Il 25 marzo 2020 si celebra per la prima volta il Dantedì, ossia una giornata interamente dedicata a Dante Alighieri.
A questa data si fa risalire l’inizio del suo viaggio ultraterreno nella Divina Commedia ed erano previsti per la ricorrenza numerosi eventi sul territorio nazionale. Purtroppo, la triste situazione che stiamo vivendo a causa della diffusione del Coronavirus ha determinato l’annullamento delle iniziative. Tuttavia è possibile spostare i festeggiamenti sulla rete; per questo, ad esempio, il Ministero dell’Istruzione invita tutta l’Italia a rispolverare l’opera dalla propria libreria e leggerne un brano a mezzogiorno del Dantedì.
Il Sommo Poeta costituisce il simbolo non soltanto della lingua e della letteratura italiana, ma proprio della nostra identità nazionale. Ricordarlo insieme potrà consolidare il senso di unione dell’intera comunità e aiutarci in questo momento difficile per tutti.
In questi giorni di quarantena si rievocano spesso memorie letterarie relative al Decameron di Boccaccio o ai Promessi Sposi di Manzoni. La ragione è più che ovvia: l’ingombrante e tragica presenza di un’epidemia di peste.
Ma cosa può insegnarci invece la Commedia di Dante Alighieri in questo periodo?
Il bello delle grandi opere d’arte, lo diciamo spesso, è il loro valore universale. Chiunque può leggervi qualcosa che lo riguarda e può trovarvi un sostegno in ogni situazione.
Il Coronavirus ha ormai raggiunto una diffusione mondiale, è una pandemia.

:::::

▸ Cose da fare:
1/ Nel testo sul Dantedì, a che ora il Ministero dell'Istruzione invita a leggere un brano dell'opera?
2/ Trascrivi dal testo sul Dantedì il passo che comincia con "In questi giorni" e termina con "un’epidemia di peste.".
I record non hanno alcun ruolo in questa attività.

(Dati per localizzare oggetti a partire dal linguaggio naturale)
:::::

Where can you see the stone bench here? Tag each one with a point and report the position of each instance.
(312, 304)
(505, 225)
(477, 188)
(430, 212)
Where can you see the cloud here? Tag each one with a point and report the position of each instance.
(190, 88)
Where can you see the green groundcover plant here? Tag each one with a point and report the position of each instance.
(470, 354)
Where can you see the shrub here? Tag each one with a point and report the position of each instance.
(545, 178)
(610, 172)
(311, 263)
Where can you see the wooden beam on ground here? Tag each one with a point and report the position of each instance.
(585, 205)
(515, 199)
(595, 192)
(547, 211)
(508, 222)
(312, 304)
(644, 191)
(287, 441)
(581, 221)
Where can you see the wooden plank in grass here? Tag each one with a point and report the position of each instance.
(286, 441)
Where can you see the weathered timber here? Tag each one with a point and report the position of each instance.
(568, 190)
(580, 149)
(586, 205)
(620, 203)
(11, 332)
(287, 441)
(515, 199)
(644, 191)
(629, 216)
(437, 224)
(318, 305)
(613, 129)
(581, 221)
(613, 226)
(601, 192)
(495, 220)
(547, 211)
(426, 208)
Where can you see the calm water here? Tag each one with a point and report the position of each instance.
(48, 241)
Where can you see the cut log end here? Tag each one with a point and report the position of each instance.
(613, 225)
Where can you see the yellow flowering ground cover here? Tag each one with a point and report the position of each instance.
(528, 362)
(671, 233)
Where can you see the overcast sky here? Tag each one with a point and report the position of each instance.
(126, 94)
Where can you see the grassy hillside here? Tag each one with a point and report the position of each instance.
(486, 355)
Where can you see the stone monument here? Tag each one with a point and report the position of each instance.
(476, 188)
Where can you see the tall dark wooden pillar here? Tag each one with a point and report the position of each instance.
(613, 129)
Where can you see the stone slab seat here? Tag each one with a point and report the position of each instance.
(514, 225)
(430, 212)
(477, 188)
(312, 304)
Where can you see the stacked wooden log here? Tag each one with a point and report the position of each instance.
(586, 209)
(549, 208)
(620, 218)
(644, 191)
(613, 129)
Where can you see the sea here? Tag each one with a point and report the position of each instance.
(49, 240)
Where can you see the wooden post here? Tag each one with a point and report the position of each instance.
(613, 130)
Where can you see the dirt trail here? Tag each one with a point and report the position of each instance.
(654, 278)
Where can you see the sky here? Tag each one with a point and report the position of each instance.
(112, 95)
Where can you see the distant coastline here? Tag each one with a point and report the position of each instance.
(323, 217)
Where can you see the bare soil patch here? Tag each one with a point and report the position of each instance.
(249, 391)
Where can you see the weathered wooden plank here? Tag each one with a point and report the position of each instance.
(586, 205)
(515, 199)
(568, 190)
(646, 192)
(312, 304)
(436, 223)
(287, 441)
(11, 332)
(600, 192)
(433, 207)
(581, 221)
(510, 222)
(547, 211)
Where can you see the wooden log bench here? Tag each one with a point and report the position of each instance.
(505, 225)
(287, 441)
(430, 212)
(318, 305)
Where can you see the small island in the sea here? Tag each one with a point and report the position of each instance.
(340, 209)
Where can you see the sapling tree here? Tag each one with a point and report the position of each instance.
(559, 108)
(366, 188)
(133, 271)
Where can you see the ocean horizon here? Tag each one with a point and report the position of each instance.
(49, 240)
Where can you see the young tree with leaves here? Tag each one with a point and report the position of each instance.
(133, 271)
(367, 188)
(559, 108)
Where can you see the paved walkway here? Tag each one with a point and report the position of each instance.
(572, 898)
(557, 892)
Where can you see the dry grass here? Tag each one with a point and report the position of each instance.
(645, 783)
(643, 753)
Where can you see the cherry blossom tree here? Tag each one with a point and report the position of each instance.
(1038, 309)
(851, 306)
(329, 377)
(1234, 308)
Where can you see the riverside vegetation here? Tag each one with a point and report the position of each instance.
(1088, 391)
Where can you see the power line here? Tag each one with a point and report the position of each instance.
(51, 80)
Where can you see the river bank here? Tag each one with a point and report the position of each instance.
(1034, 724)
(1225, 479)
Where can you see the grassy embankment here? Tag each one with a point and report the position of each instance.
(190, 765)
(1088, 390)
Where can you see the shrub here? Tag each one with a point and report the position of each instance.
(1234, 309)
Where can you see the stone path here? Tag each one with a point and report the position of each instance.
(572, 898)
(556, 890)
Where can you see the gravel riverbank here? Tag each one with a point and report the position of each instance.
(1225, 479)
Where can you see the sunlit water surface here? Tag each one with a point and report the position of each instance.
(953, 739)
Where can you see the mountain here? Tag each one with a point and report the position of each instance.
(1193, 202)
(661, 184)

:::::

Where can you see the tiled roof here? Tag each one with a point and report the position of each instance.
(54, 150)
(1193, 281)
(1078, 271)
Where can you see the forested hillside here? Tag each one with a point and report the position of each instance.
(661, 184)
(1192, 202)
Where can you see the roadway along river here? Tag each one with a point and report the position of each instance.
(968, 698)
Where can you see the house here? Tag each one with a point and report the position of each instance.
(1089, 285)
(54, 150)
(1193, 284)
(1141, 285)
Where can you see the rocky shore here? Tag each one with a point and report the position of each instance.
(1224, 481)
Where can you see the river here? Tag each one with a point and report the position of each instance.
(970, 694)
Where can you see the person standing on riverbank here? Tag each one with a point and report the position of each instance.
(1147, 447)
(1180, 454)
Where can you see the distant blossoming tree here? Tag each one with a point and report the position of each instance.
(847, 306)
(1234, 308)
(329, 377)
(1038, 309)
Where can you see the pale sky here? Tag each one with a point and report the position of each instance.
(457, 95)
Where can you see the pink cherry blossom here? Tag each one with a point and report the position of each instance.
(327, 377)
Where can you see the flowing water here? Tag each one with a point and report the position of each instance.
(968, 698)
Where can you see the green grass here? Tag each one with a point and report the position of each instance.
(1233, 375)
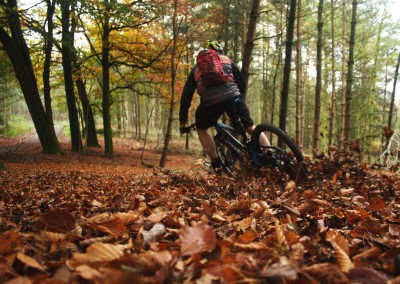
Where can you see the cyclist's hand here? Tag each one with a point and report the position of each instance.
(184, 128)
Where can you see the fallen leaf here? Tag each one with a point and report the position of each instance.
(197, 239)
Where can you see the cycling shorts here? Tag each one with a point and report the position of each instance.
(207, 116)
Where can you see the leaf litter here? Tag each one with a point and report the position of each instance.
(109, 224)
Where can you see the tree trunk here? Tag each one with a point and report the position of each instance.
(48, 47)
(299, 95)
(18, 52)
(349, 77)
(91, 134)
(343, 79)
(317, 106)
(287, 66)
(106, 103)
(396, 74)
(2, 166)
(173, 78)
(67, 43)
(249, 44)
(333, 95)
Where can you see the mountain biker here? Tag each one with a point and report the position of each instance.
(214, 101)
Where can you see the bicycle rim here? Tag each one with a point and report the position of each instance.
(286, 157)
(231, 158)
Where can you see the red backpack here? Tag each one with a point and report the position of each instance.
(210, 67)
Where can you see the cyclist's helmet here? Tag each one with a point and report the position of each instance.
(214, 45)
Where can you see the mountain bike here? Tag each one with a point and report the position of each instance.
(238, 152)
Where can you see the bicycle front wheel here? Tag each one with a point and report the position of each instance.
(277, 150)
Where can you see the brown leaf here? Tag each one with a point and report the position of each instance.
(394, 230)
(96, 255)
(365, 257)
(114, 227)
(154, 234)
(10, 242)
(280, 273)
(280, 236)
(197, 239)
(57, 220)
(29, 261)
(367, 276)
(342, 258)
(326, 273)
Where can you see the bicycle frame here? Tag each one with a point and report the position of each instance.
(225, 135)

:::::

▸ Soluzioni degli esercizi:
1/ A mezzogiorno del Dantedì.

2/
In questi giorni di quarantena si rievocano spesso memorie letterarie relative al Decameron di Boccaccio o ai Promessi Sposi di Manzoni. La ragione è più che ovvia: l’ingombrante e tragica presenza di un’epidemia di peste.